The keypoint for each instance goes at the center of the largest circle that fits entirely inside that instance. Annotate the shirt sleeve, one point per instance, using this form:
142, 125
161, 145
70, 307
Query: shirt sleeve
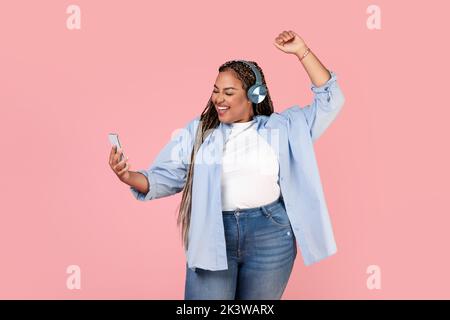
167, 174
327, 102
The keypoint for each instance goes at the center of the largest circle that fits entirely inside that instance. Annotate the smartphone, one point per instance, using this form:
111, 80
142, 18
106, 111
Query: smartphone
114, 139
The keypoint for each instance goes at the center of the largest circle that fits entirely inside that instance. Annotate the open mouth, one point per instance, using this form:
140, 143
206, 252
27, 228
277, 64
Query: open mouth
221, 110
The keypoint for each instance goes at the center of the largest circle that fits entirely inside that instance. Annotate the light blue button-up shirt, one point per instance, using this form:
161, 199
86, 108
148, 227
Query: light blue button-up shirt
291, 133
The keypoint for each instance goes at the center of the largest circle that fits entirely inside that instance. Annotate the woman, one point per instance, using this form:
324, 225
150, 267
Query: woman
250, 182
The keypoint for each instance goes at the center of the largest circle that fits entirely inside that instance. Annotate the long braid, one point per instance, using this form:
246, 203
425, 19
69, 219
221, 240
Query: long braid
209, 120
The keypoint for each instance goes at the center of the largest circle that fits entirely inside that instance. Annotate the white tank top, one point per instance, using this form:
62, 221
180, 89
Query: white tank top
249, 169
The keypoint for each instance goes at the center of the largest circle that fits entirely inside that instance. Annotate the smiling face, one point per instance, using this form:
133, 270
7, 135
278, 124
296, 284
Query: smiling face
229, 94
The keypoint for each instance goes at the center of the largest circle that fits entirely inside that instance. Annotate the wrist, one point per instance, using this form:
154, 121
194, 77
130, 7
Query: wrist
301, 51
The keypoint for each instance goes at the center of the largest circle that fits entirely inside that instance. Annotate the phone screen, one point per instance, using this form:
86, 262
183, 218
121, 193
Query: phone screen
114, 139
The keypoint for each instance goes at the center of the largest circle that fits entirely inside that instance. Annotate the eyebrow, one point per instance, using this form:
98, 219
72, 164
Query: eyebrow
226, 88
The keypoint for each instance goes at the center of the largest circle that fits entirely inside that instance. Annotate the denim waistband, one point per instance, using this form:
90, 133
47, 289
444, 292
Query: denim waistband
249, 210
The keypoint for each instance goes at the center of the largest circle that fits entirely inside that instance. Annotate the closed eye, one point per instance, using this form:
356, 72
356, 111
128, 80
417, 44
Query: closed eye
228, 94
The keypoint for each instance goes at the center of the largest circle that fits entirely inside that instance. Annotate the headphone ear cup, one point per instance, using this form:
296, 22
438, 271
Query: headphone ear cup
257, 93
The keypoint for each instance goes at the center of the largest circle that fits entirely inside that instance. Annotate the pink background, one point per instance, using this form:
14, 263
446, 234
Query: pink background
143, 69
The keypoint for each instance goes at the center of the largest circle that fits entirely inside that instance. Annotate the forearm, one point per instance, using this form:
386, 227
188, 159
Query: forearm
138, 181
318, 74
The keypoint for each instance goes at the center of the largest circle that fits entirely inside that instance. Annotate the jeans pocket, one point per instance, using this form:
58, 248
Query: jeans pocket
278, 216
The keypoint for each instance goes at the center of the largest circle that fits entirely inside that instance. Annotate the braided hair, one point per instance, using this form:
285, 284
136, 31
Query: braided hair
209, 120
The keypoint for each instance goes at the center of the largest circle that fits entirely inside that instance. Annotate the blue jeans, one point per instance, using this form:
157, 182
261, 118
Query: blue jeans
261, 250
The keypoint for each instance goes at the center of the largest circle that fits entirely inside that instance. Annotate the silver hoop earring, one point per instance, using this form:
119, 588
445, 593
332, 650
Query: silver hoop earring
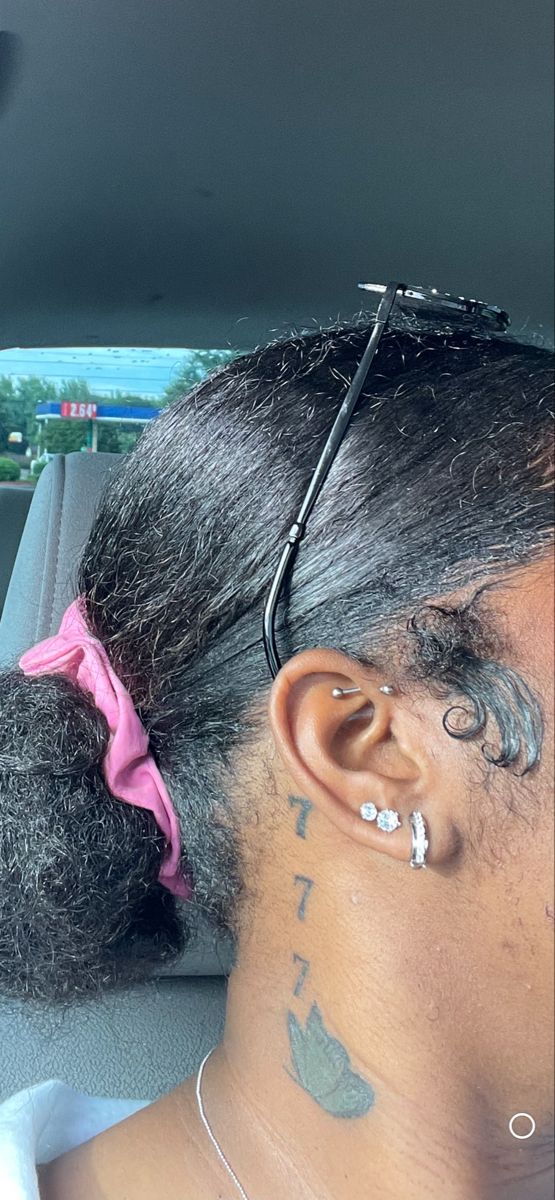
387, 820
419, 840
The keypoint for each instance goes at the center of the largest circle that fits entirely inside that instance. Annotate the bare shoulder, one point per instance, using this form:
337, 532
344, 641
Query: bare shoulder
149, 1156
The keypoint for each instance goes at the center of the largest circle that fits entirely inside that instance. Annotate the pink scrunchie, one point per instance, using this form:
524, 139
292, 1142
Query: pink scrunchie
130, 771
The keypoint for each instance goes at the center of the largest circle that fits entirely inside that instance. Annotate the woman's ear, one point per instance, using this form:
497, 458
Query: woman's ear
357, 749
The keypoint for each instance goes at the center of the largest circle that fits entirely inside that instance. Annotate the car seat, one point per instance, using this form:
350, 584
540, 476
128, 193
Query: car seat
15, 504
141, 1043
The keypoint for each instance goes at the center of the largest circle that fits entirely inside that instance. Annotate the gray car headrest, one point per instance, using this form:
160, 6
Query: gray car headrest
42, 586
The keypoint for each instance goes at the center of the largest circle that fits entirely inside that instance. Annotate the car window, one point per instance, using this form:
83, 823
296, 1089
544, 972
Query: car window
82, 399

| Your objective |
When you repeat the material, keep every word exact and drop the pictures.

| Expected answer |
The keypoint for each instance goes at the center of the largest circle that fits entirely inside that instance. Annotate the shirt sleeve, one point per instance, using this form:
142, 125
161, 145
70, 307
Query: shirt sleeve
167, 174
327, 102
The keypoint for each instance goes at the center of the largest circle that fits entirely inside that instance. Annotate the smartphone, one point per instance, using this form:
111, 80
142, 18
106, 111
Query: smartphone
114, 139
The keypoint for each instance goes at the center of the largest circle that fits entirely inside that instance. Annotate the open mouth, one point per instance, using this form:
140, 143
206, 252
27, 228
277, 64
Query: open mouth
221, 110
The keypoint for each instance goes at the center of the largest circle that fits entirely inside that instance. Annotate the light blue button-up shirt, one point per instance, using this form:
161, 199
86, 108
148, 227
Query: light blue button-up shirt
291, 133
The keypoint for each instance goes at the center of the largest circle that fits entirely inside that instance. Annotate the woman, one point per instance, using this form:
324, 225
150, 267
Query: woman
250, 182
The keypoint for each instance goes at the center of the largest circle that fits entirely inside that instance. Annotate the long braid, one point per instance, using this form:
246, 203
425, 19
69, 219
221, 240
Query: long braid
209, 120
The keypoint for each instance goes at the center of the largest circle that fits entirely inside that instance. Annotate the white tank top, one point per instance, using this form:
62, 221
180, 89
Query: white tank top
249, 169
The keypoint for each instance goes at the center of the largest circle that fits entirely inside that instance. Annotate the smiling face, one point per instance, using this form:
133, 270
7, 135
278, 124
296, 284
Query: smiling face
229, 94
The keypoint for each instance goes at the center of the largest circle that fits entirely inside that instance. Annotate the wrist, one point per instance, using this form:
154, 121
194, 77
130, 7
Query: wrist
301, 51
The keypoint for each instance goes at the center of the largest circle that fits entirely inside that instance. Annotate the phone screen, one point per instance, using this form:
86, 262
183, 218
121, 193
Query: phone screen
114, 139
The keypoint for each instance goes at the center of the largest circle that fits entirely inside that instance. Annotate the eyebrow, one point per instance, using this form:
98, 219
72, 164
Query: eyebrow
226, 88
The keypoint for each instance goes at the center of the largest circle that fits entirely inside that instance. Annotate the denim waistband, one point per instance, using this form:
90, 133
47, 289
444, 292
Query: denim waistband
249, 210
The keypoint for each instance goes at the center of the largest circle that fits entirely inside that instance. Annotate the closed eye, one point per instance, using this form:
356, 72
356, 111
128, 80
417, 44
Query: closed eye
228, 94
The keypoint for each instance goes at the center of the largest circle that fits entirely inside that instance. Annotate the headphone ear cup, one point per instance, using this form:
296, 22
438, 271
Query: headphone ear cup
257, 93
The keypoint for each instance goes at the center of the largest circle that fits entirely inside that instance. Annotate the pink background, one point per instance, using this form:
14, 263
446, 234
Query: pink background
143, 69
The keypoint for each instance goes at the center of the largest circle that fits entirely inside that instance. Annotate the forearm, one point per instance, using this form:
386, 227
188, 159
Query: forearm
138, 181
318, 74
The keypoint for each instance goes at the center of the largest circle that fits entirely inside that instance. Annotate the jeans pocket, one point per instance, using this form:
58, 248
Query: jeans pocket
278, 216
The keypoint for each instance goes at the center of the largest circle that fits entirely inside that instance. Annotate the braided hair, one point per instance, using this form:
285, 284
136, 31
Query: braided hair
209, 120
The keypoint for each instance goes at the center of the largest circle that fits entirely inside that instance. Annotate the blue jeans, one point per instance, using this form:
157, 182
261, 118
Query: blue jeans
261, 250
The keypoint for each instance goes at the center of the largest circle that fits entirely inside that instance. Annotate the silver hoop earring, one point per instance, using this form:
119, 588
445, 593
332, 650
Query: silver hoop earring
387, 820
419, 840
The keypoint for each instance goes at the center of the largest circle that fits entirely inside that instance. Annotate the bare shoulder, one point per instance, using this form:
337, 532
344, 641
Query: bare shoulder
149, 1156
The keypoint for each instance goes at the center of the largest circle that fits entirely inside that instance. Annotate the pink scrunchie, one point per instance, using this form:
524, 139
292, 1142
Query: pink scrunchie
130, 771
The keypoint for each instance goes at the center of the largest circle that fits entirely inside that instance. Annotate the woman's ear, one point per instance, using this form:
497, 458
Query: woman's ear
357, 749
The keypoint for each instance goes at the center of the largest circle that fits entirely inside that instance. Annotate the car seat, one point per instance, using this form:
350, 584
540, 476
128, 193
Query: car seat
15, 504
141, 1043
The keypoint for each instance goes at the center of the largest circle that fits entirely inside that instance. Annotate the gray car headrest, one point per instance, using this form:
160, 6
Query: gray car headrest
42, 586
The keypoint for each instance goes at the center of the largest circle that fits entirely inside that instance. Annotate the car window, one point per instance, using this form:
83, 823
296, 1089
544, 972
Query: car window
82, 399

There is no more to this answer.